*Task description*. Find the line that contains "Target: sky"; then retype it and each line after it, exactly, through the final line of the data below.

::: Task material :::

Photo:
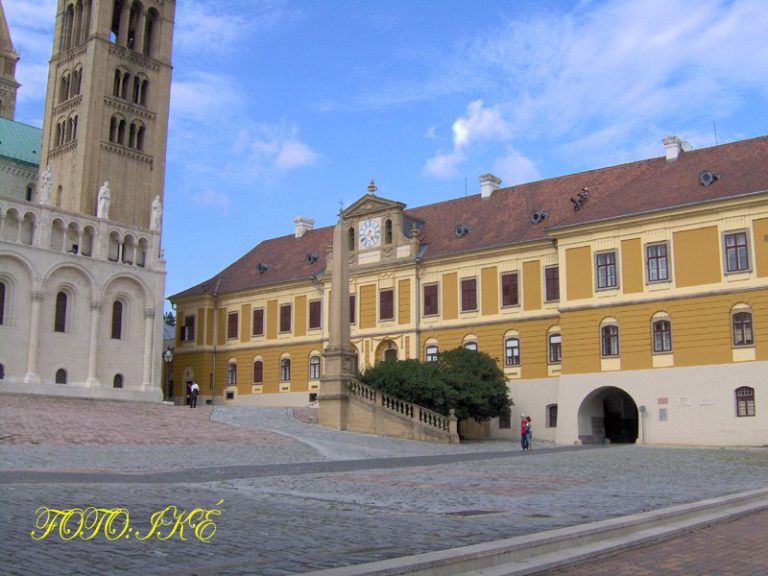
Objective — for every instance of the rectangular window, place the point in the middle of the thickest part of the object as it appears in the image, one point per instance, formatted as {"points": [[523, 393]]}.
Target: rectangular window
{"points": [[188, 330], [736, 252], [606, 270], [657, 262], [430, 300], [552, 283], [314, 314], [468, 294], [258, 322], [285, 318], [555, 349], [232, 320], [509, 290], [386, 304]]}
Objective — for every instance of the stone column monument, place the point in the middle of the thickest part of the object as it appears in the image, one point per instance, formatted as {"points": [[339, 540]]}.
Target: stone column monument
{"points": [[339, 354]]}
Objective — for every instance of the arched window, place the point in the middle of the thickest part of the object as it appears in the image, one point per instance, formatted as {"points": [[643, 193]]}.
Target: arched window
{"points": [[117, 320], [314, 368], [745, 401], [2, 303], [60, 315], [285, 370], [662, 336], [555, 348], [512, 352], [742, 329], [609, 340], [258, 372], [351, 239]]}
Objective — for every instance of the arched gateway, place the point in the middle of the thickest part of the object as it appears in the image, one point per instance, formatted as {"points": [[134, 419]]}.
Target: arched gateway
{"points": [[608, 413]]}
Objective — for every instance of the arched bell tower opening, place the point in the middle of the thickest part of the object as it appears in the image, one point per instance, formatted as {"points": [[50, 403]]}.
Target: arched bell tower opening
{"points": [[610, 414]]}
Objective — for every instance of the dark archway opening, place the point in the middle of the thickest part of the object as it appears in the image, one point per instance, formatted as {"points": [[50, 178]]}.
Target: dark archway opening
{"points": [[608, 414]]}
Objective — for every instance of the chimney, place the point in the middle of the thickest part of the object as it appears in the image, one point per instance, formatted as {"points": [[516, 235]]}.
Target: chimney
{"points": [[303, 225], [488, 185], [674, 145]]}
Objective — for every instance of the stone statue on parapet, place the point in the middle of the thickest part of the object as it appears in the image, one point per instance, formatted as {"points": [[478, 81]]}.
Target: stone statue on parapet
{"points": [[156, 214], [105, 197], [46, 183]]}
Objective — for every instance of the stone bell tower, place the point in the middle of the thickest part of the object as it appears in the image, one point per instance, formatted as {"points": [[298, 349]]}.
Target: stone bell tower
{"points": [[8, 59], [106, 109]]}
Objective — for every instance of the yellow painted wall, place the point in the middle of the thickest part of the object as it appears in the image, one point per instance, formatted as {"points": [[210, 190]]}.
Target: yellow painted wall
{"points": [[578, 282], [532, 285], [271, 319], [701, 332], [696, 256], [209, 326], [404, 301], [632, 266], [222, 326], [300, 316], [245, 323], [760, 228], [367, 306], [450, 296], [489, 283]]}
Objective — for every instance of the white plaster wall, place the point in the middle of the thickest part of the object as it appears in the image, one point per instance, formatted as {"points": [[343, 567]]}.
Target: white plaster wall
{"points": [[531, 397], [700, 403]]}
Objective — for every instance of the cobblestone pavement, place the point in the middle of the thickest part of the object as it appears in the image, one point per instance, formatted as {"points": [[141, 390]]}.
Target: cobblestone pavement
{"points": [[339, 498]]}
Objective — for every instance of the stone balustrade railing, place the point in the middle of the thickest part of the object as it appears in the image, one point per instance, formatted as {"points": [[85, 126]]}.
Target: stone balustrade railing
{"points": [[424, 416]]}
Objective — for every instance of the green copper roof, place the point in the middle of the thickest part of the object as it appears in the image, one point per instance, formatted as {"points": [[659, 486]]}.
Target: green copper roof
{"points": [[20, 142]]}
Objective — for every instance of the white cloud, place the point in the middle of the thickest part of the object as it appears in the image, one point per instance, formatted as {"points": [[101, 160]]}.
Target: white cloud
{"points": [[277, 148], [514, 168], [212, 198], [444, 166], [478, 124]]}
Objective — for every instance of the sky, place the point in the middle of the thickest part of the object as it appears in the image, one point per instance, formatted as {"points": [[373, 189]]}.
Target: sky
{"points": [[281, 108]]}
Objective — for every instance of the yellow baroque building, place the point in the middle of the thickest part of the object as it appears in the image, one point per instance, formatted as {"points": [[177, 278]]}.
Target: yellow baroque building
{"points": [[627, 303]]}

:::

*Exercise answer*.
Target: sky
{"points": [[281, 108]]}
Objective — for every instance of the yellow baroque building, place the point in the middle of the thickest part of the object as it appears in the image, one point per instance, formatted as {"points": [[177, 278]]}.
Target: yellow baroque building
{"points": [[627, 303]]}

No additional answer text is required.